↓

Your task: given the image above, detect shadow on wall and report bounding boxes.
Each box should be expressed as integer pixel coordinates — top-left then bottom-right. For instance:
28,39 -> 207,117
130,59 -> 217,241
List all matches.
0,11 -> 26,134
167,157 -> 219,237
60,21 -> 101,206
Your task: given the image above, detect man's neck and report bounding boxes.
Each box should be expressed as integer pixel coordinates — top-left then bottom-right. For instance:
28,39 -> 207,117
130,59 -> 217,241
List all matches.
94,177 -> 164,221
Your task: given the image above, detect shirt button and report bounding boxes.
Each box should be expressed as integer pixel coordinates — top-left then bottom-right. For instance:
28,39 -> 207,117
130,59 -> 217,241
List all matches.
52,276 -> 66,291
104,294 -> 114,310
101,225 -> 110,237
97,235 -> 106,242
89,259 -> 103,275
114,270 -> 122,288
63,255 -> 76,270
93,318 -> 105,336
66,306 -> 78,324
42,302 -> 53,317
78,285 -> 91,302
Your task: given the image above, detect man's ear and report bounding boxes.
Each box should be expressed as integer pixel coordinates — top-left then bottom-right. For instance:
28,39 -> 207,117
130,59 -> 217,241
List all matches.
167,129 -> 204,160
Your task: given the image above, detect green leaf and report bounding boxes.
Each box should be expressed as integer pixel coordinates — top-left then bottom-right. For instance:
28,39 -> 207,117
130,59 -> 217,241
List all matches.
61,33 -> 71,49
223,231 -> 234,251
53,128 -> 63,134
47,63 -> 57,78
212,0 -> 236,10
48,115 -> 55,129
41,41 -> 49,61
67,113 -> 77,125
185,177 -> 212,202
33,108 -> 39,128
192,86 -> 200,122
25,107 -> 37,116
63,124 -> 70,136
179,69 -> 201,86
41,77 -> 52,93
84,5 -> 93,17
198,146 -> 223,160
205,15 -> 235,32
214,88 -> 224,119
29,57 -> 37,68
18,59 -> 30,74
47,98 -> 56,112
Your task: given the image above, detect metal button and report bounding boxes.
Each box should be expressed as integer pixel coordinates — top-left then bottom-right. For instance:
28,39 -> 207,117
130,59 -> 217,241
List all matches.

↑

Copy out every one of the entries above word for word, line by line.

■ **Result for this exercise**
Your task: given the image above, detect shadow on wall and report bounding boxes.
Each box should be expressed as integer pixel coordinates — top-left then bottom-right. For instance:
28,39 -> 207,117
130,59 -> 217,241
List all matches.
0,11 -> 26,134
167,157 -> 219,237
60,21 -> 101,206
Your task: given the image above, detect man's neck and report bounding boxes.
Each box should be expressed as integer pixel coordinates — top-left then bottom-right. For instance:
28,39 -> 207,117
130,59 -> 217,241
List all matches.
94,177 -> 164,221
Your task: given the image above, detect shirt button and report bounding boxes.
Each box should be expressed as integer pixel coordinates — top-left then bottom-right. For instance:
28,39 -> 207,117
130,59 -> 217,241
List all matches.
52,276 -> 66,291
104,294 -> 114,310
101,225 -> 110,237
97,235 -> 106,242
89,259 -> 103,275
114,270 -> 122,288
63,255 -> 76,270
93,318 -> 105,336
66,306 -> 78,324
42,302 -> 53,317
78,285 -> 91,302
Your task: given the image above, detect man's ear and report bounding boxes.
Each box should be expressed as integer pixel coordinates — top-left then bottom-right. For instance:
28,39 -> 207,117
130,59 -> 217,241
List all matches.
167,129 -> 204,160
Your task: given the image above, detect green leaf and report bounding boxes.
Each box should be expressed as integer pixel coordinates — top-left then bottom-right. For instance:
28,39 -> 207,117
130,59 -> 217,241
List all matches.
61,33 -> 71,49
223,231 -> 234,251
53,128 -> 63,134
47,63 -> 57,78
212,0 -> 236,10
48,115 -> 55,129
41,41 -> 49,61
67,113 -> 77,125
185,177 -> 212,202
33,108 -> 39,128
192,86 -> 200,122
25,107 -> 37,116
63,124 -> 70,136
179,69 -> 201,86
41,77 -> 52,93
84,5 -> 93,17
198,146 -> 223,160
205,15 -> 235,32
214,88 -> 224,119
29,57 -> 37,68
18,59 -> 30,74
47,98 -> 56,112
Your task: given the image above, detect metal button and report bounding boxes.
Each box should be expressed as integer pixel coordinates — top-left then bottom-right. For instance:
28,39 -> 207,117
130,59 -> 217,241
List all matches.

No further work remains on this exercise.